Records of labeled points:

==============================

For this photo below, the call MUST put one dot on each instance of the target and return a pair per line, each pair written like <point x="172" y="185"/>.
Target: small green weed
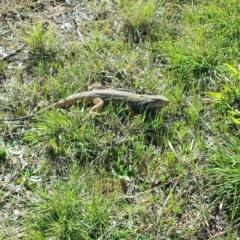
<point x="41" y="41"/>
<point x="227" y="101"/>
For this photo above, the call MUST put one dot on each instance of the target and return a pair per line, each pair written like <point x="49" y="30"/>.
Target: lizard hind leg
<point x="98" y="104"/>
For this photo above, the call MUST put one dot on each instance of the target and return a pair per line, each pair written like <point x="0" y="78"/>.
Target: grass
<point x="169" y="175"/>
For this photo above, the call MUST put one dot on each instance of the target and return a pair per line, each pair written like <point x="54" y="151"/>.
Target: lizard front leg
<point x="98" y="104"/>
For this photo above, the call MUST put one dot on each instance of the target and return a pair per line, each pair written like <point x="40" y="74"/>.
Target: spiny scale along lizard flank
<point x="136" y="102"/>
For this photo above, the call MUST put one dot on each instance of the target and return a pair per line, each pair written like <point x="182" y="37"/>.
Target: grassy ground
<point x="170" y="175"/>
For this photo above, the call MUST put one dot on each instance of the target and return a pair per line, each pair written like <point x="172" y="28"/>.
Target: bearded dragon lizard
<point x="136" y="102"/>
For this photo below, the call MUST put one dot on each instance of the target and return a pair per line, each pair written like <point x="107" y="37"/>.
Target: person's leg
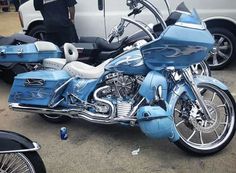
<point x="53" y="37"/>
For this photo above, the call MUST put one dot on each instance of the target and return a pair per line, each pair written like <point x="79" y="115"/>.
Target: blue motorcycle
<point x="149" y="85"/>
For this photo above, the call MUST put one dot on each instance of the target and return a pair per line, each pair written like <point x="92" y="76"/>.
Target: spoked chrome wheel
<point x="202" y="135"/>
<point x="15" y="163"/>
<point x="201" y="69"/>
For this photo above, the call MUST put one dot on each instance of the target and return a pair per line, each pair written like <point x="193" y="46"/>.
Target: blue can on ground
<point x="64" y="133"/>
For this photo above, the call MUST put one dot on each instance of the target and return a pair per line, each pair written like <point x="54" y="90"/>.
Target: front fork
<point x="189" y="78"/>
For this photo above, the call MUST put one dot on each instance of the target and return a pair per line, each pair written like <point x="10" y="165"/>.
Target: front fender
<point x="11" y="142"/>
<point x="182" y="88"/>
<point x="209" y="80"/>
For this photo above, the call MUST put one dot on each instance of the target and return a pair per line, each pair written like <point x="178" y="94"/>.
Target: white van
<point x="97" y="17"/>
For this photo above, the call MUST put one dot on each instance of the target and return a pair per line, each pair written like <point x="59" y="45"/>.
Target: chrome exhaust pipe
<point x="73" y="113"/>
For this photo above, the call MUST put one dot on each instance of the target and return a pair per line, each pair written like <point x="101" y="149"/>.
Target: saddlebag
<point x="37" y="87"/>
<point x="26" y="53"/>
<point x="155" y="122"/>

==============================

What is required: Omit the images and transcribe all of the records above word for word.

Final answer:
For this photo below, the call MUST put one dot on each instance of the target and return a pair per line, each pair written like <point x="172" y="185"/>.
Target: small green weed
<point x="41" y="41"/>
<point x="227" y="101"/>
For this photo above, the call MUST put one dot on each instance of the target and return a pair per line, each pair written like <point x="49" y="30"/>.
Target: lizard hind leg
<point x="98" y="104"/>
For this photo above, the call MUST put one dot on each instance of the target and return a pair per line, each pair written like <point x="0" y="78"/>.
Target: grass
<point x="169" y="175"/>
For this photo above, the call MUST put one dot on each instance of the target and return a pair per line, each pair written like <point x="54" y="151"/>.
Target: lizard front leg
<point x="98" y="104"/>
For this photo above, the call MUST put one dot on each instance of the target and return a pair per line, each pair written like <point x="40" y="74"/>.
Target: spiny scale along lizard flank
<point x="136" y="102"/>
For this photo above, the call MUST put one dot on each instance of the target and return a pair per line, each pair written like <point x="182" y="37"/>.
Target: grassy ground
<point x="170" y="175"/>
For this photo above, the call MUST put one dot on each instance of the target and return a pair per line, each pair written like <point x="172" y="28"/>.
Target: bearded dragon lizard
<point x="136" y="102"/>
For this photo below, the call MUST put one dot on each instance of the target and return a pair per line, each pair written like <point x="107" y="37"/>.
Target: person's leg
<point x="53" y="37"/>
For this photo above, the call MUST put one dot on each instance of the target and return a pair per line, each pair written like <point x="79" y="115"/>.
Target: blue motorcycle
<point x="149" y="85"/>
For this photo above, the call MUST put one dot on each instance of the target and return a pair per line, each pair written like <point x="92" y="76"/>.
Target: spoked chrome wheel
<point x="202" y="135"/>
<point x="15" y="163"/>
<point x="201" y="69"/>
For this photo above, the call MUST put one dot on each instance of the target and return a pair per line, each pair written like <point x="193" y="46"/>.
Target: blue can on ground
<point x="64" y="133"/>
For this photo above, the call MUST put one dot on each instance of the target and return a pair per line, each pair written like <point x="54" y="90"/>.
Target: front fork
<point x="189" y="78"/>
For this photo above, the call MUST put one dot on each instance of the target and return a pair per line, each pair written like <point x="10" y="165"/>.
Target: front fender
<point x="11" y="142"/>
<point x="182" y="88"/>
<point x="209" y="80"/>
For this photo above, the call MUST put one dot on each instance of the target and return a pair per line, each pair written like <point x="178" y="94"/>.
Target: white van
<point x="97" y="17"/>
For this photo above, the call MUST put one dot on each instance of the target and return a pair per line, each pair written like <point x="59" y="45"/>.
Target: chrome exhaust pipe
<point x="73" y="113"/>
For this photo above, the call MUST put one dot on each instance of the target and return a pair per line, each pair written like <point x="101" y="149"/>.
Target: saddlebag
<point x="37" y="87"/>
<point x="26" y="53"/>
<point x="155" y="122"/>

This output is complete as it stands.